Goal A:
Count the lines in the entries below that contain the word "green", and give only the number.

Given text:
# What Colour? Navarra Blue Or Glacier White



## CanIGetAOhYeah (9 mo ago)

Hello! I have put in an order for a MK3 TT Sport and have still not decided on a colour! I have not managed to see a TT in my spec in Navarra or White, 

Please can I have your opinion on what would look best? Feel free to share some photos to help!  

Thanks in advance!


----------



## snurdf (Oct 25, 2020)

My tts black edition is glacier white. Looks great I think


----------



## RobinHelsby (Mar 24, 2018)

Blue!

I'm not a big lover of white/grey/black...


----------



## wendigo (Oct 28, 2015)

Navarra Blue is quite dark metallic but looks better in bright sunlight but hides the TT's glorious shape. Glacier white shows off the TT lines perfectly and hides light scratches well. You need to physically view each and make your own decision.


----------



## CanIGetAOhYeah (9 mo ago)

wendigo said:


> Navarra Blue is quite dark metallic but looks better in bright sunlight but hides the TT's glorious shape. Glacier white shows off the TT lines perfectly and hides light scratches well. You need to physically view each and make your own decision.


That is the trouble! I have not managed to find one within a reasonable distance! I was hoping for some insight from people who have seen both or could share some pictures of their own pride and joy

I appreciate it’s a very personal decision however all opinions help!

Thanks for your write up and all the other opinions above


----------



## chelspeed (May 6, 2017)

Every car on the road today seems to be black, white, primer, sorry grey or silver. Not colours just lack of colour. Dull, dull, dull. Clearly a popular choice but I'm afraid the buyers are just unimaginitive and sorry to say it just wrong.

Of your choices go blue, doesn't matter what shade of blue so long as it stops you buying white.

Just my opinion of course.


----------



## snurdf (Oct 25, 2020)

chelspeed said:


> Every car on the road today seems to be black, white, primer, sorry grey or silver. Not colours just lack of colour. Dull, dull, dull. Clearly a popular choice but I'm afraid the buyers are just unimaginitive and sorry to say it just wrong.
> 
> Of your choices go blue, doesn't matter what shade of blue so long as it stops you buying white.
> 
> Just my opinion of course.


That's a bit whiteist


----------



## pnh (Dec 27, 2019)

Apparently grey is top for the fourth year running. Monochrome colours are easier to sell on in the second hand market. I do think Audi’s in general look good in white but the TT looks good in any colour! I would try and check out a couple in the colours you are thinking about first and go from there.

Extracted data:
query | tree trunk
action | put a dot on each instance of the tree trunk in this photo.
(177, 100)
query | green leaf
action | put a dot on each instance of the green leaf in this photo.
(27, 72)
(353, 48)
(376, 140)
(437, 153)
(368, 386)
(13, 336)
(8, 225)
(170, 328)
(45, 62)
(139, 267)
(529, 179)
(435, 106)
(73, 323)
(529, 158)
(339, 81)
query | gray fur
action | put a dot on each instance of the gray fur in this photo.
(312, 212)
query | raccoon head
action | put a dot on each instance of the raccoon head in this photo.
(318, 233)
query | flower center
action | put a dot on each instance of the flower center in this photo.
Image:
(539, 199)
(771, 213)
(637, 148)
...
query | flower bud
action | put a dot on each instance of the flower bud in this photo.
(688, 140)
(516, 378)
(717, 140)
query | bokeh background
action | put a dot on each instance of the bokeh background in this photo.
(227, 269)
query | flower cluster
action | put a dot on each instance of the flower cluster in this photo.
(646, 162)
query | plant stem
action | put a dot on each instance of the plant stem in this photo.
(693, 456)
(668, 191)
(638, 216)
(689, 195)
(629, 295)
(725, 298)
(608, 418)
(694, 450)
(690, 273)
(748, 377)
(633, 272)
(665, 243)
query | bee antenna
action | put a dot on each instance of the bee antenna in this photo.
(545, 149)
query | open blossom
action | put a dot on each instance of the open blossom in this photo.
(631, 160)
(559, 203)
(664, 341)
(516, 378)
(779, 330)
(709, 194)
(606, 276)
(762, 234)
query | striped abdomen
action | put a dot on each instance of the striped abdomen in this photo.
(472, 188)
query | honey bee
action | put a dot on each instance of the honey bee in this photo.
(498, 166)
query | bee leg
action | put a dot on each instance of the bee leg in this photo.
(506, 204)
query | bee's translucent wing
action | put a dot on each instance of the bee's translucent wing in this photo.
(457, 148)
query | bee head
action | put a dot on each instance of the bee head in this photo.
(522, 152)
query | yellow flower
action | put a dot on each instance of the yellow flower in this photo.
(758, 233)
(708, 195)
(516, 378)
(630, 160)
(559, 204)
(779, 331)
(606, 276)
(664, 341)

Goal B:
Write the next part of the forum thread above on choosing between Navarra Blue and Glacier White for a TT, picking up after its last post.

Task result A:
2

Task result B:
----------



## Dale.TT (Dec 19, 2016)

Can you still order Ara Blue? I thought my TTS looked amazing in that.


----------



## RobinHelsby (Mar 24, 2018)

A colleague at work has a TTS in Shiraz Red - looks absolutely fantastic


----------



## Gizmo68 (Feb 26, 2012)

chelspeed said:


> Every car on the road today seems to be black, white, primer, sorry grey or silver. Not colours just lack of colour. Dull, dull, dull. Clearly a popular choice but I'm afraid the buyers are just unimaginitive and sorry to say it just wrong.
> 
> Of your choices go blue, doesn't matter what shade of blue so long as it stops you buying white.
> 
> Just my opinion of course.


I agree with the first bit, but Navarra Blue doesn't do the lines of a TT any justice at all IMO.

A TT deserves to be a bold colour.


----------



## pnh (Dec 27, 2019)

I actually saw one in Sepang for the first time today. I love the colour on the SQ5 but don’t think it looked as good on the TTS. Think bold or lighter is definitely better.


----------



## Gizmo68 (Feb 26, 2012)

Really?
I think Sepang is one of the better colours on a TT, I didn’t want one as I thought it was too common… that said I’ve hardly seen another one in Sepang.
Under sunlight it looks amazing IMO


----------



## Molinos (May 19, 2021)

CanIGetAOhYeah said:


> Hello! I have put in an order for a MK3 TT Sport and have still not decided on a colour! I have not managed to see a TT in my spec in Navarra or White,
> 
> Please can I have your opinion on what would look best? Feel free to share some photos to help!
> 
> Thanks in advance!


If these are your only colours, then I’d go white, it simply shows of the lines better


----------



## CanIGetAOhYeah (9 mo ago)

Molinos said:


> If these are your only colours, then I’d go white, it simply shows of the lines better


I just saw a Tango Red TT and now that’s a new colour up for debate!

Im amazed there are none near me and that Audi don’t do colour samples / swatches in the dealership anymore to look at!


----------



## kevin#34 (Jan 8, 2019)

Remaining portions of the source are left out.